BEGIN

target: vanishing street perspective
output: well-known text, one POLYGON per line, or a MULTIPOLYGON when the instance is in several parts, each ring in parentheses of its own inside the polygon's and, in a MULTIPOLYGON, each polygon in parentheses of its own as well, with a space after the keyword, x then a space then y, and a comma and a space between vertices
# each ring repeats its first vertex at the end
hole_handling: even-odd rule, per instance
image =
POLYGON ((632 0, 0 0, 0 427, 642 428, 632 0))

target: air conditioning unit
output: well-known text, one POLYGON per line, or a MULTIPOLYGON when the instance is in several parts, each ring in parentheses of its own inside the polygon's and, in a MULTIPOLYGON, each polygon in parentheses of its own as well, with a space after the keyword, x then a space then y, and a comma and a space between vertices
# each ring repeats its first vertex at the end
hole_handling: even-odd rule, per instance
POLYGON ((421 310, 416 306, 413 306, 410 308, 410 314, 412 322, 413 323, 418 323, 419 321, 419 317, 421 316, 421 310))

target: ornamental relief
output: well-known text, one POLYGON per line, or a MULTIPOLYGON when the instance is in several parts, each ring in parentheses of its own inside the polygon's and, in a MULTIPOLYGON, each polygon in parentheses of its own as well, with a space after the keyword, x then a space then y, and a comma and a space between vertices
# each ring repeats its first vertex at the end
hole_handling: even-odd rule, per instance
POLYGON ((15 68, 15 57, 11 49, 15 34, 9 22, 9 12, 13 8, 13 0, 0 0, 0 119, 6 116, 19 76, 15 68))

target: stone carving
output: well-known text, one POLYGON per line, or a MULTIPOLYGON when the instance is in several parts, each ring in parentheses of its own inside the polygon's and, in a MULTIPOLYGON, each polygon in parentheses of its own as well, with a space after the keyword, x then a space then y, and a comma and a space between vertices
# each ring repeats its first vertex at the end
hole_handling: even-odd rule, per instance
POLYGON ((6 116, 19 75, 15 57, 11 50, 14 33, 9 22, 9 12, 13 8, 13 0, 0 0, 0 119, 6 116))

END
BEGIN

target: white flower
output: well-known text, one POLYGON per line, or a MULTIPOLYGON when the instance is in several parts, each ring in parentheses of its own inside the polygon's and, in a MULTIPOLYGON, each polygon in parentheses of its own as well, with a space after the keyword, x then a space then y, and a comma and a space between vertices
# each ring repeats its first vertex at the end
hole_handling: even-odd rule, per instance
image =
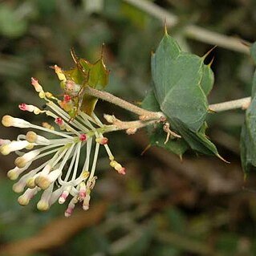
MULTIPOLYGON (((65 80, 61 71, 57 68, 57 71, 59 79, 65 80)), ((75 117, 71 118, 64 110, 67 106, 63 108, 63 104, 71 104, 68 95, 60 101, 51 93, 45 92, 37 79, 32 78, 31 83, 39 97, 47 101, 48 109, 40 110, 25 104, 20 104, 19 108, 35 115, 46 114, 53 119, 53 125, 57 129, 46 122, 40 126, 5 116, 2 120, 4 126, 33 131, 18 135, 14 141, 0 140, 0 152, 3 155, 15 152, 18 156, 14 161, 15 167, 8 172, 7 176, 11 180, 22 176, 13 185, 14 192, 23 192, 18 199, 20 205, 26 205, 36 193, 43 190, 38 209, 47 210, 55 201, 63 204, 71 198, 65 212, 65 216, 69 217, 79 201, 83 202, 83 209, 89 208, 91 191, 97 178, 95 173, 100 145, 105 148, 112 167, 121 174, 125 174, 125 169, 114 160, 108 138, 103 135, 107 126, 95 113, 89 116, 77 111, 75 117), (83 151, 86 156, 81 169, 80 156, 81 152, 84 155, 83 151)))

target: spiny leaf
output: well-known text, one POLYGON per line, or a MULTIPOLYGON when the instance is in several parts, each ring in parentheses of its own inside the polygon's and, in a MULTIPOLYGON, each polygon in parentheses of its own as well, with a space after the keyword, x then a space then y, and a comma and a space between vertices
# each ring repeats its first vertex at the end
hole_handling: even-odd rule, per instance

END
BEGIN

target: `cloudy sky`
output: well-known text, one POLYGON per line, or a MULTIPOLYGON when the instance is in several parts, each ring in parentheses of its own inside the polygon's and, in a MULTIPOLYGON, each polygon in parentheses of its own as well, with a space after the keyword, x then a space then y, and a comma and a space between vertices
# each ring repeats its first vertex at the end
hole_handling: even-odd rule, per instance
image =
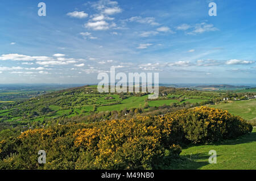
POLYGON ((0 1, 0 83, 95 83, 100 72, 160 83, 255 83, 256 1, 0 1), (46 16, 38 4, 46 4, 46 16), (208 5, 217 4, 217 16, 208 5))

END

Express the material from the line with "target: vanishing street perspective" up to and including the line with "POLYGON ((632 0, 0 0, 0 427, 642 428, 632 0))" as a two-column CSV with the columns text and answer. Put the text and its answer each in one quoted field, turning line breaks into spaces.

> _Worked solution_:
text,answer
"target: vanishing street perspective output: well-known text, one POLYGON per line, or a MULTIPOLYGON when the instance is in several parts, each ring in parentheses of its own inside the polygon's and, in a MULTIPOLYGON, each polygon in parentheses of its own as well, with a space after the keyword, x then a space then y, and a comma and a space between vertices # each ring repeats its first vertex at the end hole_handling: even-odd rule, per instance image =","POLYGON ((632 0, 0 0, 0 427, 642 428, 632 0))"